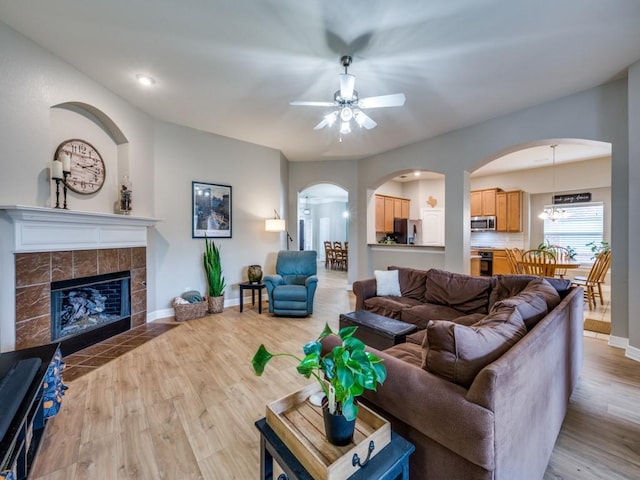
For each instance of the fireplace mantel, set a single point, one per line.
(39, 229)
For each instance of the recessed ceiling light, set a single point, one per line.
(145, 80)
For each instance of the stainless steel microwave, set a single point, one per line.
(483, 224)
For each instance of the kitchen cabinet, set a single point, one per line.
(388, 208)
(475, 263)
(483, 202)
(388, 214)
(509, 211)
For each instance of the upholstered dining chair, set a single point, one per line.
(291, 291)
(538, 262)
(562, 256)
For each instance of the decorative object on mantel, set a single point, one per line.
(343, 373)
(58, 176)
(215, 280)
(254, 272)
(125, 196)
(84, 167)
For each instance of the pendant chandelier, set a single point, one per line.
(551, 212)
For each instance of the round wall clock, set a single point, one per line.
(87, 172)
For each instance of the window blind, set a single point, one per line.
(584, 224)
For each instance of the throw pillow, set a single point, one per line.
(458, 353)
(387, 283)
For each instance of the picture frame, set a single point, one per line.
(210, 210)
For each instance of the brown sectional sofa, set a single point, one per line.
(483, 387)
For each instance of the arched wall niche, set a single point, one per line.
(80, 120)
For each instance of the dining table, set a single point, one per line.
(549, 268)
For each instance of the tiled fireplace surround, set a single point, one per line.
(36, 271)
(48, 245)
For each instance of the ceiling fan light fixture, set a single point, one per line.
(346, 114)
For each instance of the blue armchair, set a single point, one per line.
(292, 289)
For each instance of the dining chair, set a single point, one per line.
(562, 256)
(514, 259)
(538, 262)
(593, 283)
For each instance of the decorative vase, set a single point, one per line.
(125, 196)
(339, 430)
(216, 304)
(254, 272)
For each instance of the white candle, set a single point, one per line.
(56, 169)
(66, 161)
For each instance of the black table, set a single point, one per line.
(390, 463)
(253, 287)
(375, 330)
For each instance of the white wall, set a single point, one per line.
(184, 155)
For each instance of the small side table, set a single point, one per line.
(391, 463)
(253, 287)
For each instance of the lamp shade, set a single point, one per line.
(274, 225)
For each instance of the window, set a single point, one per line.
(584, 224)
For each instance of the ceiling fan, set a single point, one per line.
(349, 106)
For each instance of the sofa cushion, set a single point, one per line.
(505, 286)
(532, 306)
(391, 307)
(420, 314)
(412, 282)
(465, 293)
(457, 352)
(387, 283)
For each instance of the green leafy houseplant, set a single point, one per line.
(344, 373)
(213, 268)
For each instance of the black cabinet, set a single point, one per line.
(26, 426)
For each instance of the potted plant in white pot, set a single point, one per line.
(344, 374)
(215, 280)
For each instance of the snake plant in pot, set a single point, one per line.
(344, 373)
(215, 280)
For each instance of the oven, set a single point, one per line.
(486, 264)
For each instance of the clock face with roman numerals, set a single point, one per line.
(87, 168)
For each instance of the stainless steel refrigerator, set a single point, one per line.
(407, 231)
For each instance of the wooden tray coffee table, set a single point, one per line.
(293, 434)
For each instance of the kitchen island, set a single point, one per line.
(422, 257)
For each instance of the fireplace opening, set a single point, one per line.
(88, 310)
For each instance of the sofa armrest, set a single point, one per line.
(364, 289)
(434, 407)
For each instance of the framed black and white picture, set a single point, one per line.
(211, 210)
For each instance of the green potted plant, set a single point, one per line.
(344, 373)
(215, 280)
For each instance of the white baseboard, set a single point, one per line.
(630, 352)
(618, 342)
(633, 353)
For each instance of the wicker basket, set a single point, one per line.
(190, 311)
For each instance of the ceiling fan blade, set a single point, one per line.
(393, 100)
(364, 120)
(327, 120)
(347, 84)
(311, 104)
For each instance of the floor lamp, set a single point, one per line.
(277, 224)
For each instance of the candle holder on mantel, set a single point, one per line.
(64, 189)
(125, 196)
(57, 175)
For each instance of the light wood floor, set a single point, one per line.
(182, 406)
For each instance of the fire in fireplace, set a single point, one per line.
(88, 310)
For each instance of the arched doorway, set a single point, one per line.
(323, 215)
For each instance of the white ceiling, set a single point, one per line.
(231, 67)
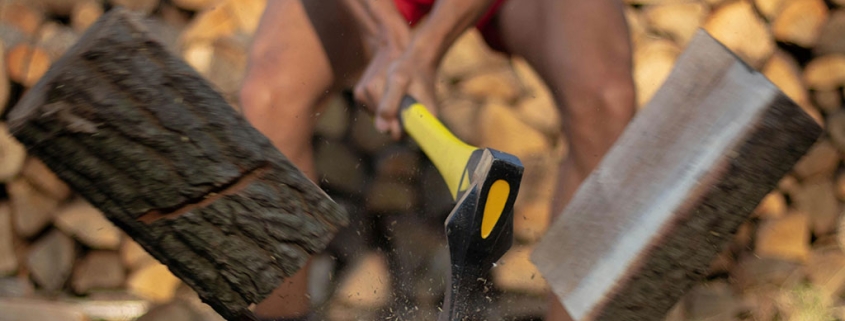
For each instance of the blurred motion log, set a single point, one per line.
(678, 206)
(800, 22)
(84, 14)
(26, 64)
(825, 72)
(679, 21)
(12, 155)
(738, 27)
(832, 36)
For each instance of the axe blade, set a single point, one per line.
(666, 199)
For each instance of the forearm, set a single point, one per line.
(448, 20)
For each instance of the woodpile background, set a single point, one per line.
(60, 259)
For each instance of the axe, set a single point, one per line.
(479, 230)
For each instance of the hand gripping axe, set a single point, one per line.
(484, 182)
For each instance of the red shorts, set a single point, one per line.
(414, 10)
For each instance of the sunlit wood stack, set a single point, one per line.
(56, 251)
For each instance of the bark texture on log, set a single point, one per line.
(144, 138)
(666, 216)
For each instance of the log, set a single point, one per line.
(32, 210)
(653, 60)
(679, 21)
(817, 198)
(154, 282)
(11, 37)
(84, 14)
(772, 207)
(836, 129)
(825, 72)
(770, 8)
(62, 8)
(711, 144)
(829, 100)
(228, 63)
(247, 13)
(8, 260)
(5, 85)
(56, 38)
(740, 29)
(800, 22)
(145, 139)
(501, 129)
(753, 272)
(786, 238)
(821, 161)
(537, 107)
(516, 273)
(196, 5)
(174, 16)
(50, 260)
(832, 35)
(21, 15)
(44, 180)
(824, 270)
(210, 25)
(26, 64)
(12, 155)
(134, 256)
(784, 72)
(141, 6)
(367, 284)
(40, 309)
(88, 225)
(98, 270)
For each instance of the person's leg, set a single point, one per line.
(293, 63)
(582, 51)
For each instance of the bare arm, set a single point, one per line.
(414, 72)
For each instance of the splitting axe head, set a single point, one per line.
(479, 230)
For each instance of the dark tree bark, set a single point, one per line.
(144, 138)
(669, 196)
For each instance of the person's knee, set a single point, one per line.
(618, 100)
(606, 101)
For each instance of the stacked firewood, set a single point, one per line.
(60, 255)
(785, 263)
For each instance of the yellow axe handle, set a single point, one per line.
(448, 153)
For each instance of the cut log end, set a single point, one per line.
(134, 130)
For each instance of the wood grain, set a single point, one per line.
(145, 139)
(667, 198)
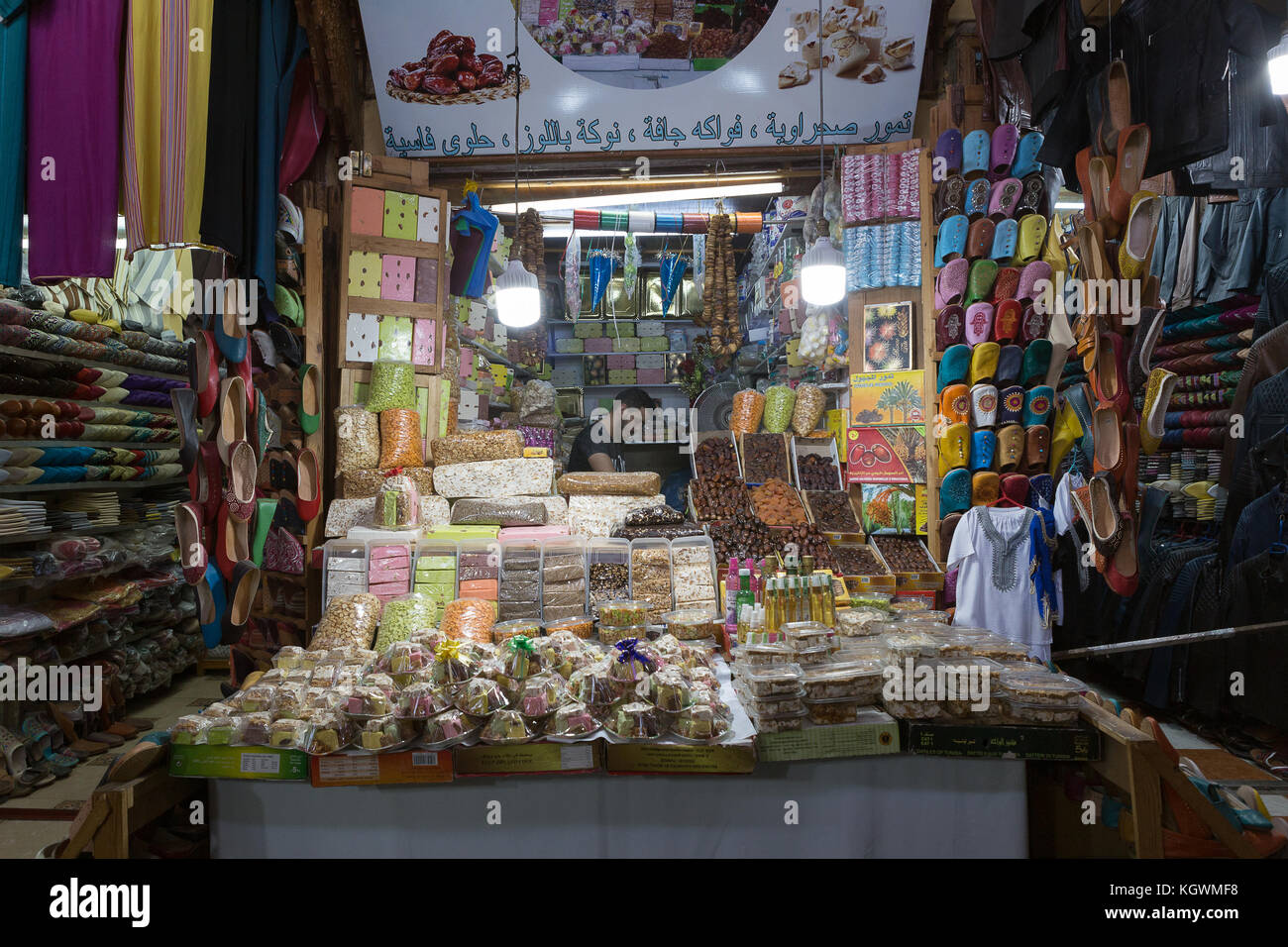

| GIVEN REQUEST |
Rewrite the records from the line with "For each instance of the person's leg, set" through the end of the records, changing "set a single point" to "place a single point" and keeping everything else the same. Leave out the pictures.

| PROBLEM SOLUTION |
For each instance of the person's leg, place a single point, one per line.
(293, 63)
(582, 51)
For each instance of the bare arm, place a single point, one per line.
(414, 72)
For each instance of the splitting axe head, place a single point, one per line.
(479, 230)
For each instance of the dark tree bark, place a single point, one per line.
(144, 138)
(669, 196)
For each instance of the person's knee, place a single point, one per line.
(618, 100)
(606, 101)
For each instance of the stacked firewood, place a single point, one per line.
(60, 255)
(785, 263)
For each instance of the yellow axe handle, place a single point, one per line.
(448, 153)
For each instance of the cut log end, place a single point, one per line.
(134, 130)
For each instance of the wood grain, place a single point, one per line.
(145, 139)
(667, 198)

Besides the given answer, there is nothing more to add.